From the records below, pull out each line that contains the word "dense" and copy those lines unchanged.

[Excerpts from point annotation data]
# # # # #

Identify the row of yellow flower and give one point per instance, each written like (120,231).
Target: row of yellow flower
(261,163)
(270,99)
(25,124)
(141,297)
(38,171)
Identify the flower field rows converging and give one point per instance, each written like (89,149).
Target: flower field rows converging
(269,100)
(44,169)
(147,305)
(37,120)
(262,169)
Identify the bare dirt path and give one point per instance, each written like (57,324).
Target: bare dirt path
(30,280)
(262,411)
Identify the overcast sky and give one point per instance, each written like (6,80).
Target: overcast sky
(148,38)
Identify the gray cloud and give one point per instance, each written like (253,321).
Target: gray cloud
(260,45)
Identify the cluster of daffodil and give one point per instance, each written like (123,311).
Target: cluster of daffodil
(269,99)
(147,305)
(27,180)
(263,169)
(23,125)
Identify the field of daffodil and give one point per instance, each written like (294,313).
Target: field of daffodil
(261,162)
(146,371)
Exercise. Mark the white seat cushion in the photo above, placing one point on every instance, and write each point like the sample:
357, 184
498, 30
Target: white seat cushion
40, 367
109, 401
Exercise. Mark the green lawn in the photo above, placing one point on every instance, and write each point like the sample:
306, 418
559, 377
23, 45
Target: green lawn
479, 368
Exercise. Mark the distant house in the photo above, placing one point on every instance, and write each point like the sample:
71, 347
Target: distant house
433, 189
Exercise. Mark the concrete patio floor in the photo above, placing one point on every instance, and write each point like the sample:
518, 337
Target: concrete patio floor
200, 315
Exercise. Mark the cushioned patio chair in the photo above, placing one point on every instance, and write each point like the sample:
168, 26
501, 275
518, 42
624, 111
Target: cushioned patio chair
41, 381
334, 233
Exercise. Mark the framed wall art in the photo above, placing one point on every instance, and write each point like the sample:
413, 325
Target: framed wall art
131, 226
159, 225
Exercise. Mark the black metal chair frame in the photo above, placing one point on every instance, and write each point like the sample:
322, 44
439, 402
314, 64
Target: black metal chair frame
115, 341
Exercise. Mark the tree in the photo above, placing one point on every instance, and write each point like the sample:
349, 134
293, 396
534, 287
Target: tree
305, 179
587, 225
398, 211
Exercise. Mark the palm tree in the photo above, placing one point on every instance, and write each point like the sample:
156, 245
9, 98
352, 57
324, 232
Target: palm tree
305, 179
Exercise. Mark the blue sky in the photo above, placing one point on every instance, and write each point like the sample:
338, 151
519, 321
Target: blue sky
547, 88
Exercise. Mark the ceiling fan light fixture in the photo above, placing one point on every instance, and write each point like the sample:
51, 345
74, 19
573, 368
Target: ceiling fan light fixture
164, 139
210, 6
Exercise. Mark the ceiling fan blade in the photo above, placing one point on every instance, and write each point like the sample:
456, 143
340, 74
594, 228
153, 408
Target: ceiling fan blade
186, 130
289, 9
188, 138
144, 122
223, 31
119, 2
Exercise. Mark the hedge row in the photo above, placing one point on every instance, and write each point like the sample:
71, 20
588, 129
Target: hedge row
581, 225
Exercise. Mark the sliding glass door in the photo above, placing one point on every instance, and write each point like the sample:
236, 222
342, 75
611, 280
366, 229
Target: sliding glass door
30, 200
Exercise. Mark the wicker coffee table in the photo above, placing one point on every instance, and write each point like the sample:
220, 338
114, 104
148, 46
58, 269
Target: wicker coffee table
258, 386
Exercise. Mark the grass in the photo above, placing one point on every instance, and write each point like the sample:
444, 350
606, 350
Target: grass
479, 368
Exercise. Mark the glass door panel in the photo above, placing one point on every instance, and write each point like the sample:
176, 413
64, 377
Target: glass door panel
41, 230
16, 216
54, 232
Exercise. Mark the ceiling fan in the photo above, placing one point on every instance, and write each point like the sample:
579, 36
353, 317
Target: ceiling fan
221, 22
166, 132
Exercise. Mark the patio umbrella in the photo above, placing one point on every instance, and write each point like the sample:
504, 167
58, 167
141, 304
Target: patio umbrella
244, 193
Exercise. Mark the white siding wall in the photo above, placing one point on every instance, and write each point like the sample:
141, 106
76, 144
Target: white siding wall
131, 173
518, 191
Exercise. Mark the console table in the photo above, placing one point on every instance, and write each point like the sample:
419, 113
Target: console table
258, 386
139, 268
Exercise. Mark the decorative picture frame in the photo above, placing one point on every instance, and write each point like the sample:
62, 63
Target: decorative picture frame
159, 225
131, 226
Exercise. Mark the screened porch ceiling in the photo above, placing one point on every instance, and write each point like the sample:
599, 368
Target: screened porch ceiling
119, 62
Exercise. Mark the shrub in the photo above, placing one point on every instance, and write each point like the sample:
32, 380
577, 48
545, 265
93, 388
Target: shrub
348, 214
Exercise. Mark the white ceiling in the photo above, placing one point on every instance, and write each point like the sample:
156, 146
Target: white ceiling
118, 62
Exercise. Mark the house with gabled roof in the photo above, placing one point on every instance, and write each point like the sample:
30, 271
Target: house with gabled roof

# # # # #

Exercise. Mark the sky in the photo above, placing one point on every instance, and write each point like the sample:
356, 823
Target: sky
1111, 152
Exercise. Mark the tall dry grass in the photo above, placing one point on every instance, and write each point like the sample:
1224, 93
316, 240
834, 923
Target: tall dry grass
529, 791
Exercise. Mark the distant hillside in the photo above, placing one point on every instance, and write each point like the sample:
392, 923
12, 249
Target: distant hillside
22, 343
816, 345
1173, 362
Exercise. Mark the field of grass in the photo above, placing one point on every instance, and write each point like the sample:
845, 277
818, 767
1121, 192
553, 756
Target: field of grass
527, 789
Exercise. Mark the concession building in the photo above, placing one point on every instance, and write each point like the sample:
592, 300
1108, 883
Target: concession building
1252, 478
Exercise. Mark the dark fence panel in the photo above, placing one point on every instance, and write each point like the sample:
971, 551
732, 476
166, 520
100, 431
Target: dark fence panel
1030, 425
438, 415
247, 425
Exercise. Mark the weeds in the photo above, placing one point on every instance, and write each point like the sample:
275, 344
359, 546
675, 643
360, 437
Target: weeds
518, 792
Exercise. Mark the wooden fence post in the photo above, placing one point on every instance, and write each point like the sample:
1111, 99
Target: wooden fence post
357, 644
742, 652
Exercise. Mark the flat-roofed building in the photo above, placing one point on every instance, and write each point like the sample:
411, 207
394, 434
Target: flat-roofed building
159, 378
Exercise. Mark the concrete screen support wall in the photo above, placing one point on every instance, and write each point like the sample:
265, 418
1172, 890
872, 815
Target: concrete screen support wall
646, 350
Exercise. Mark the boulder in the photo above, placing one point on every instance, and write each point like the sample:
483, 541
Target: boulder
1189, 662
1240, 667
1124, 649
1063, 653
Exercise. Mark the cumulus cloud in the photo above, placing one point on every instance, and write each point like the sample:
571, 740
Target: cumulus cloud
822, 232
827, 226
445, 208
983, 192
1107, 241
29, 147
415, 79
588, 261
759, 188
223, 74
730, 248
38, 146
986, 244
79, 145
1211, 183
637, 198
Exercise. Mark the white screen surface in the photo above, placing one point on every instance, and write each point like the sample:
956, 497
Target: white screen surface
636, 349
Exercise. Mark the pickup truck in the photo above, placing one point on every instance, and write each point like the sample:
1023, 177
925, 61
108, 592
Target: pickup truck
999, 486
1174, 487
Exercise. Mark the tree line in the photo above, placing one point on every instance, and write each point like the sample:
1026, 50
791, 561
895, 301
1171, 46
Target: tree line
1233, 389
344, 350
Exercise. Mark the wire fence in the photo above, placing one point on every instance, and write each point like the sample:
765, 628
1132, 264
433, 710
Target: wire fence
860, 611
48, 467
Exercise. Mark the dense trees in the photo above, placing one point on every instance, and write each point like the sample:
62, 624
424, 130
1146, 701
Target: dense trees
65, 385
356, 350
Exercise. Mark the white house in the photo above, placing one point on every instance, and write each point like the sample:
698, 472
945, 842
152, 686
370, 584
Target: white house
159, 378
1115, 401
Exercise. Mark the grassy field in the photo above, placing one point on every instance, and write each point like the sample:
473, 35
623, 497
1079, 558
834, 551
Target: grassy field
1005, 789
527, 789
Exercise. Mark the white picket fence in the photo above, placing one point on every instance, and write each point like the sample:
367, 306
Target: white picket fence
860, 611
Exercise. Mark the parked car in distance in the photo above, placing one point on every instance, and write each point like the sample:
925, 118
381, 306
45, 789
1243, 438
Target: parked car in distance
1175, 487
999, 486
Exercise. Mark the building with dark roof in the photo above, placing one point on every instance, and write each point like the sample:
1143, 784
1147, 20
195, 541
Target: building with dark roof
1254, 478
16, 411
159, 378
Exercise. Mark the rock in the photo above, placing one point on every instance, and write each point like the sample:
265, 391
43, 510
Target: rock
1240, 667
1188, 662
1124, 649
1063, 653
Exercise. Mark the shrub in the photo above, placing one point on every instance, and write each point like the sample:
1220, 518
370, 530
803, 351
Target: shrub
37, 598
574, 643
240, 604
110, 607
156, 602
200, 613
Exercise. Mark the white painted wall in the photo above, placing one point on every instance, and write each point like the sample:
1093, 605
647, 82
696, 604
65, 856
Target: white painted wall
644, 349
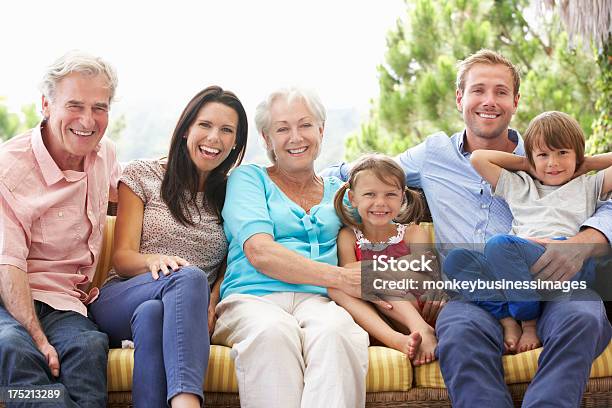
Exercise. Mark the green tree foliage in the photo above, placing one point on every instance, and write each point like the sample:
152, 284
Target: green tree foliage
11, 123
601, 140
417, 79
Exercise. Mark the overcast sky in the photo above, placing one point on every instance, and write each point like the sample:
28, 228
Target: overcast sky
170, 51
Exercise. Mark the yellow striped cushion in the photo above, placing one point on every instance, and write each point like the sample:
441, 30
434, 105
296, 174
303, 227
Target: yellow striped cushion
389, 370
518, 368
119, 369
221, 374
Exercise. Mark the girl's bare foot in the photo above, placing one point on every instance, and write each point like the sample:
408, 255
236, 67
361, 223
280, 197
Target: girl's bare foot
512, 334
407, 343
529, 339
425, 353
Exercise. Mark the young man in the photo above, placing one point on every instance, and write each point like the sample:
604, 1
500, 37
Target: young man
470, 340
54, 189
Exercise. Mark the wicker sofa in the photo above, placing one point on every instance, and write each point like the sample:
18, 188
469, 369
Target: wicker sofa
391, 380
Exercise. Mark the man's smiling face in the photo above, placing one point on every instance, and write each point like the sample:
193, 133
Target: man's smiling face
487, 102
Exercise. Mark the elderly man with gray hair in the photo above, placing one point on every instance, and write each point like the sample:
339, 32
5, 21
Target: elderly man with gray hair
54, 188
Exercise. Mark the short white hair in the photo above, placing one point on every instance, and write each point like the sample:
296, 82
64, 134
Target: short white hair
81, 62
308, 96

# # # # #

## EXERCISE OUTPUT
Exercise. Mark the dense trees in the photo above, placing one point on every instance, and write each point like the sample:
Target: dense trees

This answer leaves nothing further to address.